TEXT PROVIDED:
⟨

Commemorated on May 7
The Zhirovits Icon of the Mother of God appeared in the year 1470 in
the vicinity of Zhirovits on the Grodnensk frontier. In the forest,
belonging to the Orthodox Lithuanian dignitary Alexander Solton,
shepherds beheld an extraordinarily bright light, while peering through
the branches of a pear tree that stood over a brook at the foot of a
hill. The shepherds came closer and saw a radiant icon of the Mother of
God on the tree. With reverence, the shepherds took the icon to
Alexander Solton. Alexander Solton did not pay any attention to the
report of the shepherds, but he took the icon and placed it in a chest.
On
the following day Solton had guests, and he wanted to show them what
had been found. To his amazement, he did not find the icon in the chest,
although he had seen it shortly before this. After a certain time the
shepherds again found the icon in the same place, and again they brought
it to Alexander Solton. This time, however, he received the icon with
great reverence and vowed to build a church in honor of the Most Holy
Theotokos at the place of the icon’s discovery. Around the wooden church
a settlement soon gathered and a parish was formed.
Around the
year 1520 the church was completely burned, despite the efforts of the
inhabitants to extinguish the blaze and save the icon. Everyone thought
that the icon had been destroyed. However, some peasant children
returning from school beheld a miraculous vision. The Virgin,
extraordinarily beautiful and radiant, sat upon a stone at the burned
church, and in Her hands was the icon which everyone believed had been
destroyed. The children did not dare approach Her, but they hastened to
tell their relatives and acquaintances about the vision.

⟩

EXERCISE MATERIAL:
⟨

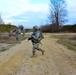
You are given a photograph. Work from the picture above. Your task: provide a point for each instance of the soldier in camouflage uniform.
(36, 39)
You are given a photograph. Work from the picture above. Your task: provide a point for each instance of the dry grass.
(67, 40)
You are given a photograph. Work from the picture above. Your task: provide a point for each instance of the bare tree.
(58, 12)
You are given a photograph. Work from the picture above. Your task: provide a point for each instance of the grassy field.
(8, 41)
(68, 40)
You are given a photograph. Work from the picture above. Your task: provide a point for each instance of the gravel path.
(58, 60)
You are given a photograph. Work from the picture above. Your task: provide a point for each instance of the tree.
(58, 12)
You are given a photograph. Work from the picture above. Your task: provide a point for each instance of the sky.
(32, 12)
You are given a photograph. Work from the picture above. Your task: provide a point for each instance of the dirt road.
(58, 60)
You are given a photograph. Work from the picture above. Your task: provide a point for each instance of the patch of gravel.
(4, 46)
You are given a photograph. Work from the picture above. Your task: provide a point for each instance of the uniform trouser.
(36, 47)
(17, 38)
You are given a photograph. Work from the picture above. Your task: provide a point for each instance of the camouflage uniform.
(34, 38)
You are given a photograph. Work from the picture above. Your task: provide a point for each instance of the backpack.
(41, 36)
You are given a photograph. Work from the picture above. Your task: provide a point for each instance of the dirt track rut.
(58, 60)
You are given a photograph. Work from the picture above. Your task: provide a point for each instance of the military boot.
(43, 52)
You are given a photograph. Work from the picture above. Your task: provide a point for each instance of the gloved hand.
(29, 38)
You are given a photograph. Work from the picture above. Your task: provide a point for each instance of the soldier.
(36, 38)
(17, 32)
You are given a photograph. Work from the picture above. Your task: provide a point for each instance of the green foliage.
(6, 27)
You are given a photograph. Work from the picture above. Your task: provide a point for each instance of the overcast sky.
(31, 12)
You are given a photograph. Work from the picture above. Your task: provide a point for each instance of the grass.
(66, 40)
(69, 46)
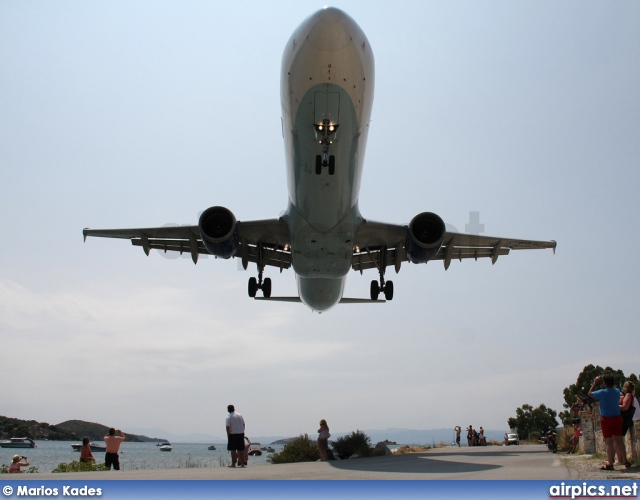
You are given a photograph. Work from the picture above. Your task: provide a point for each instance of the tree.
(533, 422)
(355, 443)
(301, 449)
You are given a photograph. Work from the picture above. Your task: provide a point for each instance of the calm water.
(48, 454)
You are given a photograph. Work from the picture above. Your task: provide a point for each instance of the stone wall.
(592, 442)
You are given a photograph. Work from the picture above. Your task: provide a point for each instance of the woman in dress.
(323, 439)
(18, 462)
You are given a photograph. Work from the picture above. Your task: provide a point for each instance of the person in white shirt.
(235, 436)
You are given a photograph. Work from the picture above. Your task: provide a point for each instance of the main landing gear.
(260, 284)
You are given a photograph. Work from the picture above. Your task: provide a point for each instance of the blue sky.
(137, 114)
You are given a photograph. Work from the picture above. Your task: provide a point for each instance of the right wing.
(379, 245)
(265, 241)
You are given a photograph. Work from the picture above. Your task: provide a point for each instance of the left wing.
(379, 245)
(265, 241)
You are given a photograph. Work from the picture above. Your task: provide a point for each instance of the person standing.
(85, 451)
(323, 439)
(17, 462)
(113, 446)
(610, 420)
(235, 436)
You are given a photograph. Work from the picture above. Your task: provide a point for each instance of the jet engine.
(425, 235)
(219, 231)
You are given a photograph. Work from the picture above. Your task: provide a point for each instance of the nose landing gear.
(385, 287)
(325, 133)
(259, 284)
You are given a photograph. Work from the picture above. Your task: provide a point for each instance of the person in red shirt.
(113, 445)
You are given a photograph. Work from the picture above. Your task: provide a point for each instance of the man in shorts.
(113, 445)
(610, 420)
(235, 437)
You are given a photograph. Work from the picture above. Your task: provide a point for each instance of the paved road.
(493, 462)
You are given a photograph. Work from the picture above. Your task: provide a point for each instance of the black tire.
(374, 290)
(388, 290)
(253, 287)
(266, 287)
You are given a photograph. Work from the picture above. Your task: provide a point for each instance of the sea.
(47, 455)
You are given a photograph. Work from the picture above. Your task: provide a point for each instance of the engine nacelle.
(219, 231)
(425, 235)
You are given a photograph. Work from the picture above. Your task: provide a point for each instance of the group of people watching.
(235, 427)
(474, 438)
(111, 456)
(617, 411)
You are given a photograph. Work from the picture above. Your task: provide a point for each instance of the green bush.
(301, 449)
(357, 443)
(76, 466)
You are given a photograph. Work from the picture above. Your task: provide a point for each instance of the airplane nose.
(330, 29)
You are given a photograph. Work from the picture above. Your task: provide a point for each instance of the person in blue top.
(610, 420)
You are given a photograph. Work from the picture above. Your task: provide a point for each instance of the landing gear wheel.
(253, 287)
(375, 290)
(388, 290)
(266, 288)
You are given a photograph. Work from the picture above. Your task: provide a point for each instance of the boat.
(94, 447)
(18, 443)
(254, 449)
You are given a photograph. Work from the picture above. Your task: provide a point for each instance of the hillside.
(97, 431)
(71, 430)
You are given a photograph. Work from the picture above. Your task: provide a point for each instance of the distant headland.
(71, 430)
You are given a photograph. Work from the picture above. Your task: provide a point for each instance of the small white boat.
(94, 447)
(17, 443)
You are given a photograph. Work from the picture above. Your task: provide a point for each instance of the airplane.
(327, 84)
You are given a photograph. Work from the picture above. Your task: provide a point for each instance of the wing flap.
(263, 241)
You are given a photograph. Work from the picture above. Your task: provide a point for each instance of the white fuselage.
(327, 80)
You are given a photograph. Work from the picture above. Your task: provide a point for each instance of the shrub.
(301, 449)
(357, 443)
(76, 466)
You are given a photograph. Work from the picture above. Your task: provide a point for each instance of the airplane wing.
(379, 245)
(268, 239)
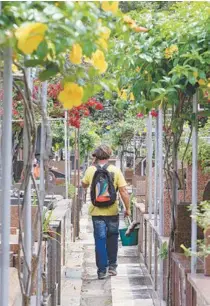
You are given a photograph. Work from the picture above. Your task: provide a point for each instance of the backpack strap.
(106, 166)
(100, 168)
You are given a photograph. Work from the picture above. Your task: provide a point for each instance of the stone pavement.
(80, 286)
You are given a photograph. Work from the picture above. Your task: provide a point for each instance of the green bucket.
(129, 240)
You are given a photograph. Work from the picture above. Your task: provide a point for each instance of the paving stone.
(81, 287)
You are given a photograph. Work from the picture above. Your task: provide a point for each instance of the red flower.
(154, 113)
(15, 112)
(21, 123)
(99, 106)
(86, 112)
(140, 115)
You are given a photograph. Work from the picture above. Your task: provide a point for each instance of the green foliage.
(124, 131)
(163, 254)
(67, 23)
(88, 138)
(169, 59)
(71, 191)
(203, 148)
(202, 218)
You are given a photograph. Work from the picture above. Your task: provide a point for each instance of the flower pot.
(207, 258)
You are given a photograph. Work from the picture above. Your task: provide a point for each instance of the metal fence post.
(27, 226)
(194, 184)
(66, 151)
(160, 171)
(42, 185)
(149, 163)
(156, 189)
(6, 177)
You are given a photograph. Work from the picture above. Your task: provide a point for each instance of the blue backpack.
(103, 193)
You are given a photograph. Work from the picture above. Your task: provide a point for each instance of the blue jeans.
(106, 231)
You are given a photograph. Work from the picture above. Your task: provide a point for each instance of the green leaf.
(42, 50)
(51, 70)
(34, 63)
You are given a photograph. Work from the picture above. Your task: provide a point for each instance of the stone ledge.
(141, 207)
(201, 284)
(15, 297)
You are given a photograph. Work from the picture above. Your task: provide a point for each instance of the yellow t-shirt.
(119, 181)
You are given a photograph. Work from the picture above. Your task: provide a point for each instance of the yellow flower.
(105, 32)
(132, 98)
(14, 68)
(202, 82)
(71, 95)
(102, 43)
(76, 54)
(128, 19)
(99, 62)
(29, 36)
(110, 6)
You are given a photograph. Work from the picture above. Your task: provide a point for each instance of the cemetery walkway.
(80, 286)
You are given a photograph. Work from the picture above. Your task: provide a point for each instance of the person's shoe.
(101, 275)
(112, 271)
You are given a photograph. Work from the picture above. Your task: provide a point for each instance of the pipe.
(66, 151)
(194, 184)
(156, 189)
(160, 170)
(149, 159)
(42, 186)
(6, 177)
(27, 223)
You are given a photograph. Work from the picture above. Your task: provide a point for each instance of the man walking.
(105, 180)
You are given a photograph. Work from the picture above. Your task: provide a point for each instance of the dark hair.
(102, 152)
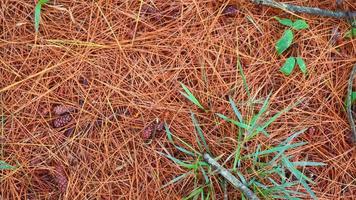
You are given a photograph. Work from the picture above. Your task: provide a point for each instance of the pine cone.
(62, 121)
(62, 109)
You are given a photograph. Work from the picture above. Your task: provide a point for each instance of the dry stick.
(307, 10)
(229, 177)
(348, 104)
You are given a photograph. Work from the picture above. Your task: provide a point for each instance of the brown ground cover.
(115, 66)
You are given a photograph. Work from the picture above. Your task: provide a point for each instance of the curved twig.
(229, 177)
(307, 10)
(348, 104)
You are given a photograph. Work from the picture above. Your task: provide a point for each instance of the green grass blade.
(244, 82)
(5, 166)
(169, 133)
(38, 13)
(276, 116)
(236, 111)
(177, 179)
(178, 162)
(299, 175)
(189, 95)
(278, 149)
(194, 193)
(307, 164)
(259, 114)
(238, 124)
(200, 132)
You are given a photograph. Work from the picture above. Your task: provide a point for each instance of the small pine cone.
(62, 109)
(62, 121)
(160, 126)
(61, 179)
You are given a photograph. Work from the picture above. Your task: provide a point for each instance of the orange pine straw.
(139, 67)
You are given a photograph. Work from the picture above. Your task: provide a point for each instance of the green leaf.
(302, 65)
(238, 124)
(288, 66)
(353, 98)
(169, 134)
(299, 175)
(179, 162)
(38, 13)
(200, 132)
(307, 163)
(177, 179)
(300, 25)
(191, 97)
(284, 42)
(278, 149)
(351, 33)
(5, 166)
(194, 193)
(284, 21)
(236, 111)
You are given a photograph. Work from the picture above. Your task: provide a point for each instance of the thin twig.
(229, 177)
(307, 10)
(348, 104)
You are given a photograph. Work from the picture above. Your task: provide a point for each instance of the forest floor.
(79, 97)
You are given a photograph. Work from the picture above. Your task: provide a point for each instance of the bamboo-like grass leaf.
(38, 8)
(194, 193)
(179, 162)
(288, 66)
(300, 24)
(284, 21)
(299, 175)
(189, 95)
(5, 166)
(235, 109)
(284, 42)
(200, 133)
(301, 64)
(177, 179)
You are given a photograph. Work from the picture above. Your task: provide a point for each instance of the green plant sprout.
(269, 164)
(38, 8)
(286, 41)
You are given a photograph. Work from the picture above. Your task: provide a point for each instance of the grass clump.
(269, 171)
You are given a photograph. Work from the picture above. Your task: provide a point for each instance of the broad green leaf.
(5, 166)
(300, 25)
(236, 111)
(351, 33)
(301, 64)
(200, 133)
(288, 66)
(284, 42)
(191, 97)
(284, 21)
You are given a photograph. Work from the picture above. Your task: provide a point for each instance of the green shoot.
(38, 8)
(5, 166)
(189, 95)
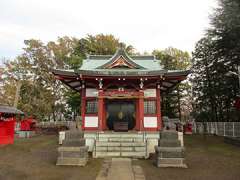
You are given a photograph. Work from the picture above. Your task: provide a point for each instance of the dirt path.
(120, 169)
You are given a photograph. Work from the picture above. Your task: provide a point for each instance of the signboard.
(150, 93)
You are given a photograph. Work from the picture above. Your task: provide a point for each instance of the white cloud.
(146, 24)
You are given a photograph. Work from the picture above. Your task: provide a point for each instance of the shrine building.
(121, 92)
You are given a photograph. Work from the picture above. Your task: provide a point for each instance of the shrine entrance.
(120, 115)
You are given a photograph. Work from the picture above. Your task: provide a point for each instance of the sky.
(145, 24)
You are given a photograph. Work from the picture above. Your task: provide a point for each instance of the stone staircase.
(120, 144)
(169, 152)
(73, 151)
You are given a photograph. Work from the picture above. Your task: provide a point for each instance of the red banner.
(7, 131)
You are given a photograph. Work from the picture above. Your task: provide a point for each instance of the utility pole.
(17, 94)
(238, 67)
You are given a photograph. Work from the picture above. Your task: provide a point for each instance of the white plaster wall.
(91, 121)
(91, 92)
(150, 122)
(150, 93)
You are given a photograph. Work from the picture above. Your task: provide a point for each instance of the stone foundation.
(169, 152)
(73, 150)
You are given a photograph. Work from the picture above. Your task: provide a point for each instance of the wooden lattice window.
(91, 106)
(150, 107)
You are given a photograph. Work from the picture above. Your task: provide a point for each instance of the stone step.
(73, 142)
(121, 149)
(169, 135)
(169, 143)
(120, 154)
(171, 162)
(122, 139)
(72, 161)
(169, 149)
(74, 134)
(119, 144)
(120, 135)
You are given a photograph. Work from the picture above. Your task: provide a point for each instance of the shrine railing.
(231, 129)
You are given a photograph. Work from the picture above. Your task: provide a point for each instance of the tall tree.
(174, 59)
(216, 55)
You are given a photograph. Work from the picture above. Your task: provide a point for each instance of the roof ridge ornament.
(120, 59)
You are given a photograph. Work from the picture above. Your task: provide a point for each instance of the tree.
(215, 55)
(174, 59)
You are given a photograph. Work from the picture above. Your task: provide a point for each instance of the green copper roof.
(142, 63)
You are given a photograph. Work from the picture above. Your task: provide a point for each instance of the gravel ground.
(208, 158)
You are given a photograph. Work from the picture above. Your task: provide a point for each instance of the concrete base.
(25, 134)
(171, 162)
(115, 142)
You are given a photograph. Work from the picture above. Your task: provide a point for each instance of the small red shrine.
(121, 92)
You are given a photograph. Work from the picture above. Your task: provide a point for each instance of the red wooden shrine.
(121, 89)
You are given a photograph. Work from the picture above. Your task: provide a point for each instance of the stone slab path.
(120, 169)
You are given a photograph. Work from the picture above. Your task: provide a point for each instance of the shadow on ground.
(35, 159)
(207, 158)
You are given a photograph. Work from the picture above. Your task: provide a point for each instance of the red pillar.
(159, 114)
(83, 107)
(100, 110)
(137, 127)
(141, 109)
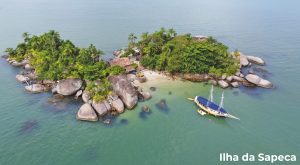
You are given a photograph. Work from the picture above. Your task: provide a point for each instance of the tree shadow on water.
(28, 126)
(162, 106)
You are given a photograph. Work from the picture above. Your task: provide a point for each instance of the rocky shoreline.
(246, 75)
(126, 92)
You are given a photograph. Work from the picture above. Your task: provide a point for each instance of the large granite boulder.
(223, 84)
(237, 78)
(124, 89)
(144, 95)
(118, 105)
(235, 84)
(256, 60)
(195, 77)
(101, 107)
(21, 78)
(28, 67)
(68, 86)
(254, 79)
(86, 96)
(87, 113)
(35, 88)
(243, 60)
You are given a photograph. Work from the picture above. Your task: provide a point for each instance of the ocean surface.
(34, 131)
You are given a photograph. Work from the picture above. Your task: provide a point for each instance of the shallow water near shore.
(33, 131)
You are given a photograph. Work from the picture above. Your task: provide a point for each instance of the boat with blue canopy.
(209, 107)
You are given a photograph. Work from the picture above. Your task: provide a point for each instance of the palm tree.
(132, 38)
(26, 36)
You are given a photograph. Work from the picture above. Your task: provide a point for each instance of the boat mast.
(212, 94)
(222, 101)
(211, 97)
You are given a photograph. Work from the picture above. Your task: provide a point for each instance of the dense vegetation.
(164, 50)
(54, 58)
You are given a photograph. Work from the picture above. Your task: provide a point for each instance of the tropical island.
(52, 64)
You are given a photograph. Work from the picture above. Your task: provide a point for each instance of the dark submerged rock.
(162, 106)
(124, 89)
(124, 121)
(68, 86)
(145, 108)
(152, 89)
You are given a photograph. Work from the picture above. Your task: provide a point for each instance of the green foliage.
(54, 58)
(165, 50)
(115, 70)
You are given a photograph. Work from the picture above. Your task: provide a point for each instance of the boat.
(201, 112)
(211, 108)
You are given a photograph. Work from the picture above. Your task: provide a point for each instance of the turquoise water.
(33, 131)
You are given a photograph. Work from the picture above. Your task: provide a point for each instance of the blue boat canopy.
(210, 104)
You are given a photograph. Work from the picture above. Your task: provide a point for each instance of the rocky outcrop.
(18, 64)
(87, 113)
(213, 82)
(124, 89)
(195, 77)
(237, 78)
(254, 79)
(101, 108)
(243, 60)
(35, 88)
(78, 93)
(256, 60)
(223, 84)
(68, 86)
(118, 105)
(21, 78)
(144, 95)
(235, 84)
(28, 67)
(86, 97)
(142, 79)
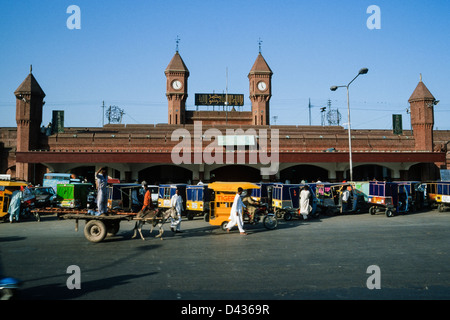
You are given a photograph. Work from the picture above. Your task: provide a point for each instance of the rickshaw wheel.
(287, 216)
(224, 225)
(95, 231)
(270, 222)
(389, 213)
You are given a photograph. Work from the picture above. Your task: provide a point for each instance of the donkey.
(158, 218)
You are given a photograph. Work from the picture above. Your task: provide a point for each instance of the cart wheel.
(287, 216)
(389, 213)
(270, 222)
(95, 231)
(224, 225)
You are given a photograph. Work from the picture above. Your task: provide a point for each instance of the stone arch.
(371, 171)
(423, 172)
(162, 174)
(306, 172)
(236, 172)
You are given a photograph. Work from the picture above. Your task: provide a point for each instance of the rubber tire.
(95, 231)
(287, 216)
(223, 226)
(270, 222)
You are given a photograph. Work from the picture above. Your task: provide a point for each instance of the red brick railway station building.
(138, 152)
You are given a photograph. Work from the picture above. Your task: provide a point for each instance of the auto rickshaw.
(438, 194)
(393, 197)
(222, 198)
(332, 198)
(197, 200)
(6, 190)
(285, 196)
(73, 195)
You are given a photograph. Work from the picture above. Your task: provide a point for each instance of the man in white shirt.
(177, 202)
(236, 213)
(305, 207)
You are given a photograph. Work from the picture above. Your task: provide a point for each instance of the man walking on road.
(177, 202)
(236, 213)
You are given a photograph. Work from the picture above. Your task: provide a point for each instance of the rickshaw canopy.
(232, 186)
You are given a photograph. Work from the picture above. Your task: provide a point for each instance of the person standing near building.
(101, 177)
(177, 202)
(15, 205)
(236, 213)
(305, 207)
(148, 204)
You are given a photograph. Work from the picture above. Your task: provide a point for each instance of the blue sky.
(123, 47)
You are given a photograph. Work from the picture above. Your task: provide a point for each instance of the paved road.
(325, 258)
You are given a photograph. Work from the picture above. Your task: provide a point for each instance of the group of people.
(101, 177)
(236, 214)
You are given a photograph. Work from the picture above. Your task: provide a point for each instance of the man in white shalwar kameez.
(305, 208)
(236, 213)
(177, 202)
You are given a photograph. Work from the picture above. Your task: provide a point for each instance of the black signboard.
(218, 99)
(397, 124)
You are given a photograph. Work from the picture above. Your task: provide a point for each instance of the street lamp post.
(334, 88)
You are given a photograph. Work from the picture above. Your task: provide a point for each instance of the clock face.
(262, 86)
(176, 84)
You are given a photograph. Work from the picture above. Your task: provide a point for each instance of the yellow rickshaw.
(6, 190)
(222, 197)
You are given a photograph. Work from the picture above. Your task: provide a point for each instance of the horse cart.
(98, 227)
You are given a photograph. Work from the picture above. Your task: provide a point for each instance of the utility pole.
(103, 113)
(309, 107)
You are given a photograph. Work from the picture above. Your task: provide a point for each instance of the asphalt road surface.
(407, 257)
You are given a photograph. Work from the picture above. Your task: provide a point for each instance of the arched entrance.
(163, 174)
(236, 173)
(369, 172)
(308, 173)
(424, 172)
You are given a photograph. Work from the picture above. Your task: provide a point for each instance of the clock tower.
(422, 104)
(176, 89)
(29, 103)
(260, 78)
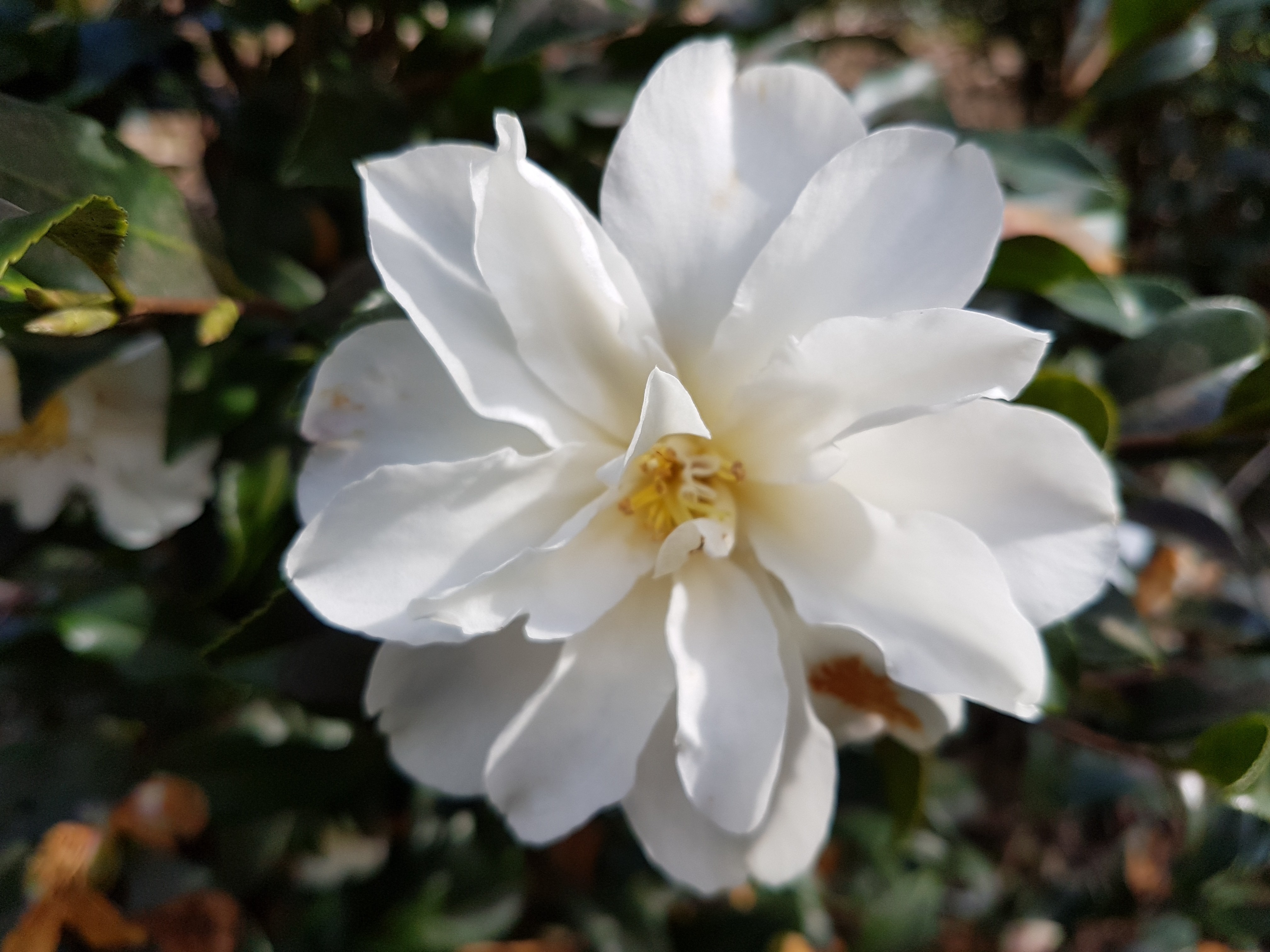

⟩

SET OF TASKS:
• a. Reproduce the passage about the Zhirovits Icon word for word, from start to finish.
• b. Report each line of the entries that contains the string "path".
The passage and the entries have nothing to do with each other.

EXPECTED OUTPUTS:
• a.
Commemorated on May 7
The Zhirovits Icon of the Mother of God appeared in the year 1470 in
the vicinity of Zhirovits on the Grodnensk frontier. In the forest,
belonging to the Orthodox Lithuanian dignitary Alexander Solton,
shepherds beheld an extraordinarily bright light, while peering through
the branches of a pear tree that stood over a brook at the foot of a
hill. The shepherds came closer and saw a radiant icon of the Mother of
God on the tree. With reverence, the shepherds took the icon to
Alexander Solton. Alexander Solton did not pay any attention to the
report of the shepherds, but he took the icon and placed it in a chest.
On
the following day Solton had guests, and he wanted to show them what
had been found. To his amazement, he did not find the icon in the chest,
although he had seen it shortly before this. After a certain time the
shepherds again found the icon in the same place, and again they brought
it to Alexander Solton. This time, however, he received the icon with
great reverence and vowed to build a church in honor of the Most Holy
Theotokos at the place of the icon’s discovery. Around the wooden church
a settlement soon gathered and a parish was formed.
Around the
year 1520 the church was completely burned, despite the efforts of the
inhabitants to extinguish the blaze and save the icon. Everyone thought
that the icon had been destroyed. However, some peasant children
returning from school beheld a miraculous vision. The Virgin,
extraordinarily beautiful and radiant, sat upon a stone at the burned
church, and in Her hands was the icon which everyone believed had been
destroyed. The children did not dare approach Her, but they hastened to
tell their relatives and acquaintances about the vision.

• b.
You are given a photograph. Work from the picture above. Your task: provide a point for each instance of the gravel path.
You are given a photograph. Work from the picture above. Your task: provide a point for each instance of the dirt path.
You are given a photograph. Work from the picture above. Your task: provide a point for each instance of the stone slab path.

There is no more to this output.